**Descrizione del compito**
Prosegua il testo sull'obbligo di vaccinazione nei rapporti di lavoro, riprendendo subito dopo l'ultima frase riportata.

**Testo da esaminare**

La necessità di far fronte all’emergenza sanitaria legata alla diffusione dell’infezione da SARS-CoV-2 ha riacceso il dibattito sull’obbligatorietà dei vaccini nel nostro Paese.
Il dato normativo di partenza è senz’altro l’articolo 32 della Costituzione che al secondo comma dispone: “Nessuno può essere obbligato a un determinato trattamento sanitario se non per disposizione di legge”.
Il testo è frutto di una delicata operazione di bilanciamento tra libertà di autodeterminazione dell’individuo, da un lato, e necessità di tutela della collettività, dall’altro.
Il recentissimo decreto legge 01 aprile 2021 n. 44 approvato dal Consiglio dei Ministri il 31 marzo 2021 pubblicato in Gazzetta Ufficiale Serie Generale n. 79 del 01.04.2021, all’art. 4, comma 1, ha introdotto l’obbligo generalizzato di vaccinazione per gli operatori del comparto sanitario, sottolineando che la “vaccinazione costituisce requisito essenziale all’esercizio della professione e per lo svolgimento delle prestazioni lavorative rese dai soggetti obbligati”.
Lo stesso decreto prevede, infatti, le possibili conseguenze in caso di rifiuto della dose di vaccino: il datore, nell’esercizio del suo potere direttivo, dovrà curarsi di adibire il lavoratore a una mansione diversa (anche inferiore) o, qualora non fosse possibile, potrà sospenderlo senza retribuzione.
Tuttavia, la domanda da porsi con maggiore insistenza è la seguente: può il datore di lavoro, al di fuori dei settori esplicitamente indicati dal succitato decreto, imporre il vaccino ai dipendenti?
Premettendo che non esiste uniformità di vedute, possiamo, a grandi linee, distinguere due posizioni, di seguito, brevemente e senza pretesa di esaustività, riportate.
Alcuni ritengono che la sottoscrizione del contratto di lavoro comporti l’automatica accettazione di restrizioni della libertà individuale, che a loro volta comprenderebbero non solo le limitazioni alla libertà di movimento nelle ore e nei luoghi in cui si esplica l’attività lavorativa, ma anche l’obbligo di sottoporsi al trattamento sanitario richiesto. Inoltre, per esplicita previsione dell’articolo 2087 del Codice civile, il datore di lavoro ha l’obbligo, sanzionato dall’ordinamento, di adottare “le misure che, secondo la particolarità del lavoro, l’esperienza e la tecnica, sono necessarie a tutelare l’integrità fisica e la personalità morale dei prestatori di lavoro”.

**Estratto dei dati**
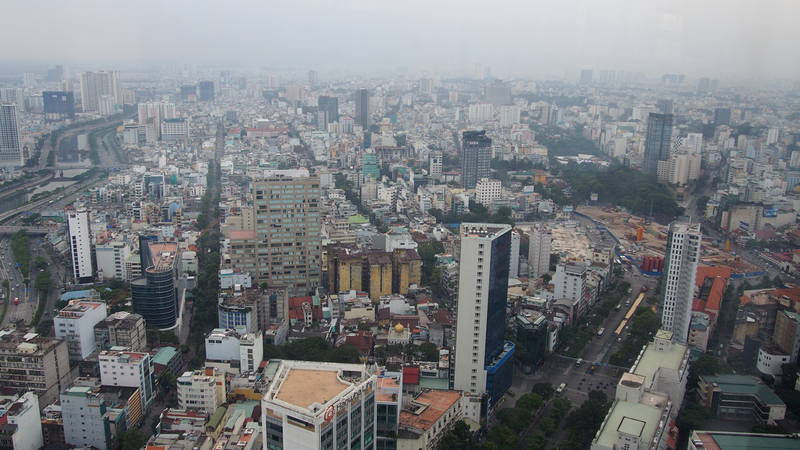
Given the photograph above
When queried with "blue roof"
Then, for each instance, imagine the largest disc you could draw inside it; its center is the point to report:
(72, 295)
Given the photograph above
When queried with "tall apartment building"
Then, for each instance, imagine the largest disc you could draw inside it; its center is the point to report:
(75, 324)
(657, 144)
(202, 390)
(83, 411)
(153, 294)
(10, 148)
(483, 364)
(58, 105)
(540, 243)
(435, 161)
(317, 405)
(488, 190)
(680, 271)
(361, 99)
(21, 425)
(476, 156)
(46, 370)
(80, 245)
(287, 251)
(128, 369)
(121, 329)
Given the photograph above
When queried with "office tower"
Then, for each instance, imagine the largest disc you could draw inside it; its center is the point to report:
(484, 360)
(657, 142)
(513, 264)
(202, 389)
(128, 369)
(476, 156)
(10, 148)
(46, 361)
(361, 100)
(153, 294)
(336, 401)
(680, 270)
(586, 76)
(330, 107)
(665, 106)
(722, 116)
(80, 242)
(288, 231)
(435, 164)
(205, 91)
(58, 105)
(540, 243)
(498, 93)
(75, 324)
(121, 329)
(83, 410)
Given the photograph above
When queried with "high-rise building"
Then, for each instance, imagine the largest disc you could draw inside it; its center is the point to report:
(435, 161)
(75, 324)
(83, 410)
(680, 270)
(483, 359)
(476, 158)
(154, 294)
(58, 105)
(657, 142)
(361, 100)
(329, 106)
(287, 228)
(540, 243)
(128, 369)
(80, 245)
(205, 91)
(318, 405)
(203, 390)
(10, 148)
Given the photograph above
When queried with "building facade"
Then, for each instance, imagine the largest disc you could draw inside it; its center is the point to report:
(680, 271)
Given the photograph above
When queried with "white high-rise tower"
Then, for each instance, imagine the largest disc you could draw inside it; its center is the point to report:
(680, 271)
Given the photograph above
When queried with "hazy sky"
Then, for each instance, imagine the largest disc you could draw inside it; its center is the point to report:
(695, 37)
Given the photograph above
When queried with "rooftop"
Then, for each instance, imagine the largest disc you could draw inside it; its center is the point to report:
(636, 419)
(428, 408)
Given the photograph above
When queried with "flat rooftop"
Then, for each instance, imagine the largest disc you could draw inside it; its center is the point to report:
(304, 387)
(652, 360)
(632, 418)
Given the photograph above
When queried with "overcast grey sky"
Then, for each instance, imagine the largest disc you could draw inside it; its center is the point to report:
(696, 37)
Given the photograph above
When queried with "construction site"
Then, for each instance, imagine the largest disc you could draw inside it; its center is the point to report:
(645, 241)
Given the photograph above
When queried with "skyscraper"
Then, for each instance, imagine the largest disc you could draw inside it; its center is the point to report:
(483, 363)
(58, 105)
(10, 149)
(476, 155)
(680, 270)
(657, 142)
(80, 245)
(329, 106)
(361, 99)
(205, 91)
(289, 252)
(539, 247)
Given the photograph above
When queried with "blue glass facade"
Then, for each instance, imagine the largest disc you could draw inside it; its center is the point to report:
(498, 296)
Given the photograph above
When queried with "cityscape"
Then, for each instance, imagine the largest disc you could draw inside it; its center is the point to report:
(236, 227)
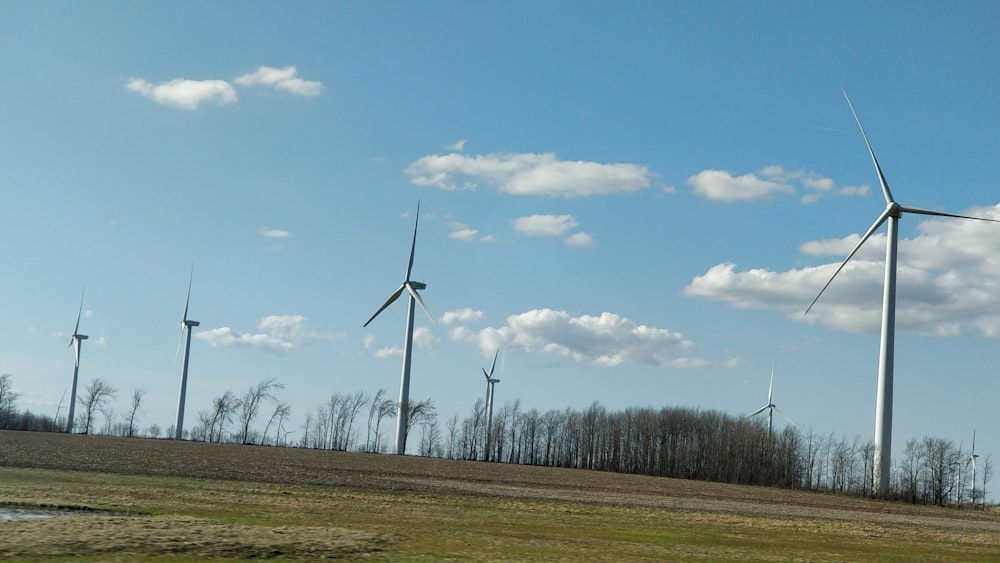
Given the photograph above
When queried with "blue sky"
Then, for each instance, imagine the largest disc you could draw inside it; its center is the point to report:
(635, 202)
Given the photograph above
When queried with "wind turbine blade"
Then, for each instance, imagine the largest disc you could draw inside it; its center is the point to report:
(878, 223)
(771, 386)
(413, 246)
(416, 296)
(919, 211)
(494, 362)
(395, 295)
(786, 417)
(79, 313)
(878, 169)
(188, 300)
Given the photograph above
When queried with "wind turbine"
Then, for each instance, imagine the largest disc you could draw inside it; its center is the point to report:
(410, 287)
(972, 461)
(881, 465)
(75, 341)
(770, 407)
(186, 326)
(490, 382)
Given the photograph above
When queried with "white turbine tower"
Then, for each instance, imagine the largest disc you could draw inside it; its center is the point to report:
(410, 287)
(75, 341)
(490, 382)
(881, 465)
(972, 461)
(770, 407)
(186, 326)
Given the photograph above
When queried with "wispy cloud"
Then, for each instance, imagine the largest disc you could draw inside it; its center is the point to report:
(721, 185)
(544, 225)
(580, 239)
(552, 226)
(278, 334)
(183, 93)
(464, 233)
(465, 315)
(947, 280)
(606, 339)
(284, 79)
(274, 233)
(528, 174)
==
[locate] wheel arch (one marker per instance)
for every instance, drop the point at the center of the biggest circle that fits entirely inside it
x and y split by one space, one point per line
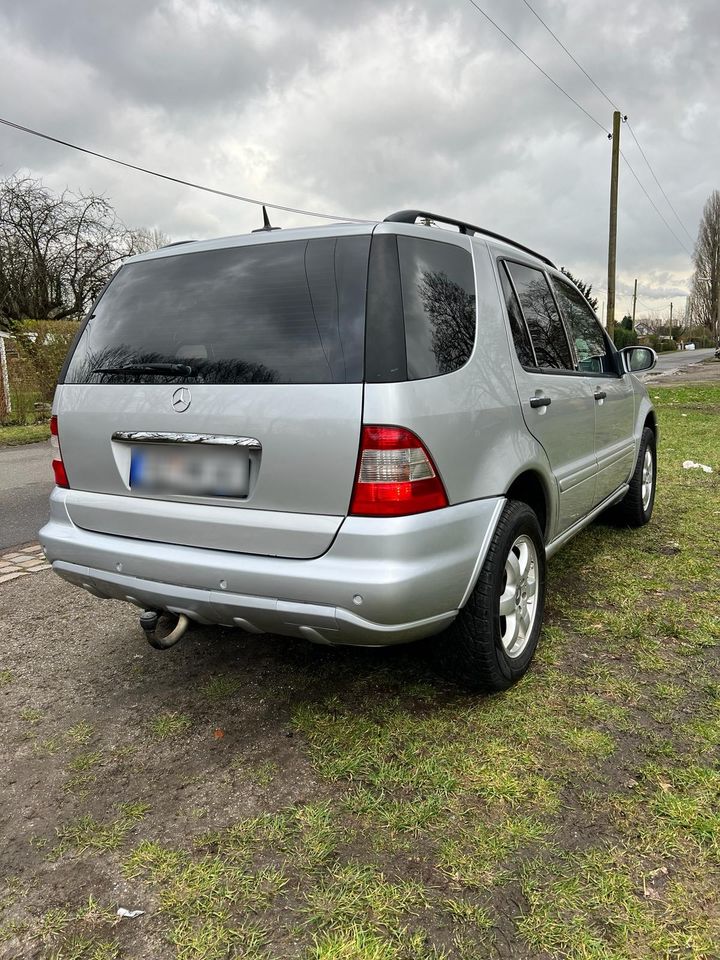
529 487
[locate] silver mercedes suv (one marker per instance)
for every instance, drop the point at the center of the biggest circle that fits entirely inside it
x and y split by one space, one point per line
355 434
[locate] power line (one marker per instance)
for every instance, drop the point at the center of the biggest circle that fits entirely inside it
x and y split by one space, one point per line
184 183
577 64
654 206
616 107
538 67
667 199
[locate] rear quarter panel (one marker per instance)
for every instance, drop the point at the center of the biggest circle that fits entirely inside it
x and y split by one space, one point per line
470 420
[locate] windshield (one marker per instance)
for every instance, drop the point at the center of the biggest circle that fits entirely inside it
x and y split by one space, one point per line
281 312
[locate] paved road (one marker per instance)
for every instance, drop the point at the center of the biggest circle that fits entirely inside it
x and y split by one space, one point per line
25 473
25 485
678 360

**Risultato**
Quanto sopra, quindi, si tradurrebbe nell’obbligo di garantire un ambiente sicuro nei confronti di tutti, non solo di eventuali clienti, ma anche di altri lavoratori (si pensi a chi non può ricevere la somministrazione della dose di vaccino a causa di condizioni mediche incompatibili). L’effetto sarebbe l’allontanamento, attraverso il mutamento di mansione o la sospensione della prestazione, del lavoratore che rifiuta il vaccino senza allegare idonea giustificazione.
Altri ritengono che dal rifiuto di sottoporsi a vaccinazione non potrebbe derivare alcun pregiudizio all’ordinario svolgimento del rapporto di lavoro. Se si consentisse al datore di lavoro di trattare diversamente i lavoratori vaccinati da quelli non vaccinati si creerebbe una situazione di intollerabile discriminazione. Inoltre, il già citato articolo 2087 del Codice civile non varrebbe a fondare l’imposizione perché in palese contrasto con il dettato costituzionale secondo il quale l’obbligo vaccinale può derivare unicamente da una legge dello Stato. L’adesione a questa ricostruzione comporterebbe la nullità non solo di un’eventuale clausola contrattuale che impone la vaccinazione ma anche di ogni atto datoriale da questa condizionato.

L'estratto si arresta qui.